Pull every line with "dark" from the entries below.
——
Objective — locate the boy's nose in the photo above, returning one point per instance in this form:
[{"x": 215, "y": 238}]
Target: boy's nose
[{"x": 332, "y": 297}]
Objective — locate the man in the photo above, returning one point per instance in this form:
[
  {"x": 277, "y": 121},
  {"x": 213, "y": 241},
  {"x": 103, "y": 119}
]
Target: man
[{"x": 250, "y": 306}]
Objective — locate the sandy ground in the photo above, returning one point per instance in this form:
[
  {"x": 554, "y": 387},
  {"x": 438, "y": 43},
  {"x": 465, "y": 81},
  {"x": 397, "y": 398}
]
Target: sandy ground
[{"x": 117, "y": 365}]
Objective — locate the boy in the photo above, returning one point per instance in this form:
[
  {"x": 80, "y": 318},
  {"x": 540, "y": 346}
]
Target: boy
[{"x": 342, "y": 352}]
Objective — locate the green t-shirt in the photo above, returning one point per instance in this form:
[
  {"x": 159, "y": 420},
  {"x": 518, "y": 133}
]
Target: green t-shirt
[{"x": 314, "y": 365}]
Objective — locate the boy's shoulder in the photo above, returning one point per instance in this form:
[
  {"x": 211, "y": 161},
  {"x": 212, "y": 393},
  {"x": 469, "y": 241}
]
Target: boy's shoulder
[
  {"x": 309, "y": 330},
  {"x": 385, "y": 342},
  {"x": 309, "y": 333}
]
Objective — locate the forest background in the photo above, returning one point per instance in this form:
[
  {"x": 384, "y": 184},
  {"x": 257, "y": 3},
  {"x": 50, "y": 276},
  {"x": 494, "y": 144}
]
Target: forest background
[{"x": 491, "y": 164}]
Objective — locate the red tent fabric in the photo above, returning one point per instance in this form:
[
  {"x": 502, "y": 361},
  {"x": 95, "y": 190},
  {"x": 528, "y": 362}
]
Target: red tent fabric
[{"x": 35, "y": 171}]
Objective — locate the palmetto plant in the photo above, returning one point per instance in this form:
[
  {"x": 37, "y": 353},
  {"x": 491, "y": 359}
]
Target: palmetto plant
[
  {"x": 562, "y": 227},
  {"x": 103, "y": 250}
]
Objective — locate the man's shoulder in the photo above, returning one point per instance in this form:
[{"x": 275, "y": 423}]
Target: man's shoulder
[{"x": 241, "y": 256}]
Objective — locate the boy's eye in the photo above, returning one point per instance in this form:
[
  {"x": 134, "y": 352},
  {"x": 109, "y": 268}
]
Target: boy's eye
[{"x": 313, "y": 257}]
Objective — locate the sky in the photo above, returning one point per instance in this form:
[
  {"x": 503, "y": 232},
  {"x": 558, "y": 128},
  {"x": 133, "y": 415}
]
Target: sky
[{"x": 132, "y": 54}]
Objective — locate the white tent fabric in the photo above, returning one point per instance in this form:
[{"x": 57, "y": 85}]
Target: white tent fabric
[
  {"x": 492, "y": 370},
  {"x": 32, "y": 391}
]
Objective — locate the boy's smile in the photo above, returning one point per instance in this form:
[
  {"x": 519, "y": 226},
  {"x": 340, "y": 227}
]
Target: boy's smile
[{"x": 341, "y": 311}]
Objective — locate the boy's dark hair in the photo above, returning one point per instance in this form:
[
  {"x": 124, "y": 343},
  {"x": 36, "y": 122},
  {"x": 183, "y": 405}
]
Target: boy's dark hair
——
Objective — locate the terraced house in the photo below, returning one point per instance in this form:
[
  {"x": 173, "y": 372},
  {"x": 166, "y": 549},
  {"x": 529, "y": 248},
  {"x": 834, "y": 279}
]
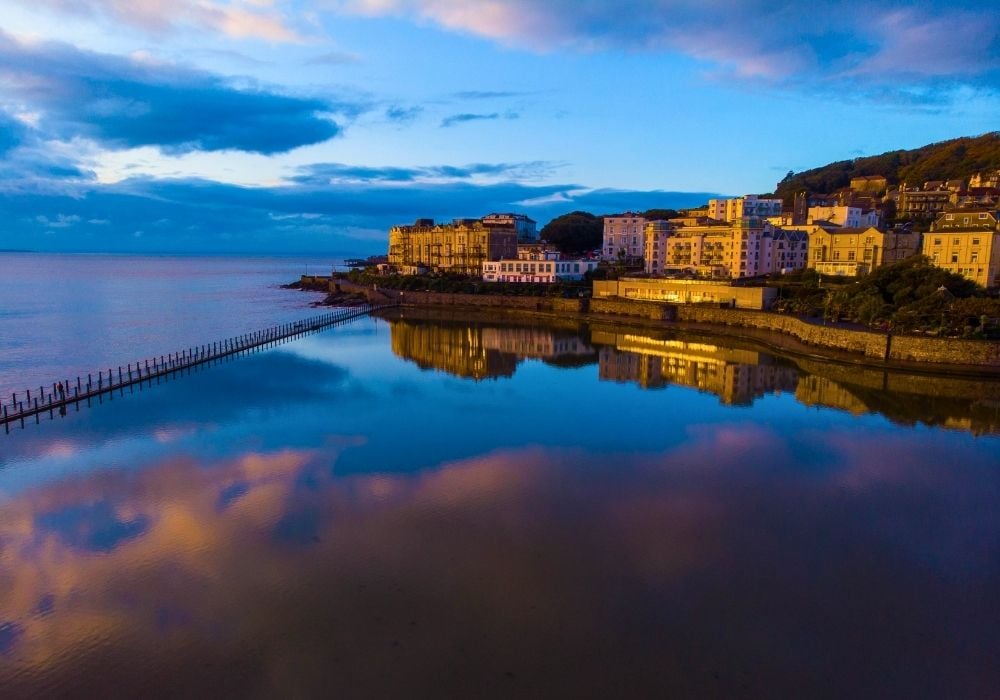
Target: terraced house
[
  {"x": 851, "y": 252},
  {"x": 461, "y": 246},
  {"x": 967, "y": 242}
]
——
_Result of the exercise_
Objective — locate the boy's dark hair in the photo above, returning one point per instance in this form:
Target: boy's dark hair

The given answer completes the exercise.